▼▼▼

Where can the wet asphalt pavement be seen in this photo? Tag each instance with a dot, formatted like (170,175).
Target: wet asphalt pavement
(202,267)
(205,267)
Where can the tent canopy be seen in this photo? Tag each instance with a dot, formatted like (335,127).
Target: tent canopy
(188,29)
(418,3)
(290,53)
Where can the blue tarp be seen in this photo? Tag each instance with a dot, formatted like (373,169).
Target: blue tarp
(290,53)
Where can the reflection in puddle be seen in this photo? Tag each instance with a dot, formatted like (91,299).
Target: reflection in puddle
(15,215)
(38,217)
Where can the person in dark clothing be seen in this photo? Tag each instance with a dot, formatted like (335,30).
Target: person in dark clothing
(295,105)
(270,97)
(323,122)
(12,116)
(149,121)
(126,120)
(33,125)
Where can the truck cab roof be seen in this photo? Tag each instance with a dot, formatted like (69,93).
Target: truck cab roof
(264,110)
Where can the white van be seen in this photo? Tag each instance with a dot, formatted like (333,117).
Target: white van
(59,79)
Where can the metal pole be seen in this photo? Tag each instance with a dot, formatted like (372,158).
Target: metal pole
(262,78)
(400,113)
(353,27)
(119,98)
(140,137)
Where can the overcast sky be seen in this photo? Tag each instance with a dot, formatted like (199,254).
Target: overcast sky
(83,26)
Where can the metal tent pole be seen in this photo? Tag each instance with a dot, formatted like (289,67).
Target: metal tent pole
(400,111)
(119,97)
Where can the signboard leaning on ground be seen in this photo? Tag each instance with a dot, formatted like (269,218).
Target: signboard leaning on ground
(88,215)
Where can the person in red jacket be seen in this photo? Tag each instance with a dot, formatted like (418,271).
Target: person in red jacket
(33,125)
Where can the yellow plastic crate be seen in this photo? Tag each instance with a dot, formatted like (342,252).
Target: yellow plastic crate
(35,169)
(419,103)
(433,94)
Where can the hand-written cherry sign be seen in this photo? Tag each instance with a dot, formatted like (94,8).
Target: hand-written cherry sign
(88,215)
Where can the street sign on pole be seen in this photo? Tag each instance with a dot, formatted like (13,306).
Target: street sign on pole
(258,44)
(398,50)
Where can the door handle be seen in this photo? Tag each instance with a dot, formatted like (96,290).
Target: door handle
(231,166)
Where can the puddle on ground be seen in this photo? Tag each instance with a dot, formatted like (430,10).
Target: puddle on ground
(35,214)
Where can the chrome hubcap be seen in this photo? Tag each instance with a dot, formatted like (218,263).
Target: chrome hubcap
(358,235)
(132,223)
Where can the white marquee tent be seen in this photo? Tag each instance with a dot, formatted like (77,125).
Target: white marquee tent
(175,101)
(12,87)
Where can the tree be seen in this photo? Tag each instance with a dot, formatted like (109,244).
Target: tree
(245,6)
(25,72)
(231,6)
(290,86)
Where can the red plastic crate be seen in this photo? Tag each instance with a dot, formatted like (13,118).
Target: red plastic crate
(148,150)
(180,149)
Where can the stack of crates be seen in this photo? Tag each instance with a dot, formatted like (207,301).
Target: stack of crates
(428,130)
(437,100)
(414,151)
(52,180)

▲▲▲

▶ [The request]
Starting at the line containing "Where can the person in red" and continuing to the end of the listing, rewrite those lines with "chrome hubcap" changed to "chrome wheel cover" and nothing else altered.

▶ [Task solution]
Where can the person in red jacket be seen in this photo? Tag each instance with a dot, formatted like (418,271).
Target: person in red jacket
(33,125)
Where can the yellow plastic crate be seen in this photo? Tag each instance with a dot, formatted like (342,252).
Target: yellow plastic crate
(35,169)
(419,103)
(433,94)
Where can the hand-written cherry sign be seen in this photo? Tag each instance with a dot, formatted like (94,8).
Target: hand-written cherry sign
(88,215)
Where can the street sign on pole be seen in this photo? Tag each instance with a dot, formatted like (13,306).
Target: street sign on pole
(258,44)
(398,50)
Where can the door handle be seen in this photo? Tag each instance with a dot, formatted like (96,290).
Target: door handle
(231,166)
Where can the puddle on ground be seen in this photo? Tag each instance with a dot, formatted like (430,10).
Target: puddle on ground
(35,214)
Where can the chrome wheel cover be seen in this photo? Tag each instance with a dot, formatted like (218,263).
Target: chrome wheel cover
(358,235)
(132,223)
Where can the white marquee tent be seen in this photo? Tag each instance with a dot, formatted like (77,125).
Target: white marquee tent
(175,101)
(12,87)
Where can the tree be seen in this photo? Tag each instance with a dot, formatted like (109,244).
Target: tree
(245,6)
(25,72)
(231,6)
(290,86)
Where can the red plastic crate be seen in this photo? Tag each instance with a dot, formatted like (13,118).
Target: red plastic crate
(148,150)
(180,149)
Where can the stack of crates be seen in this photo? Tag each instance with a dot, formatted like (207,301).
Target: stack of crates
(428,130)
(437,100)
(414,151)
(52,180)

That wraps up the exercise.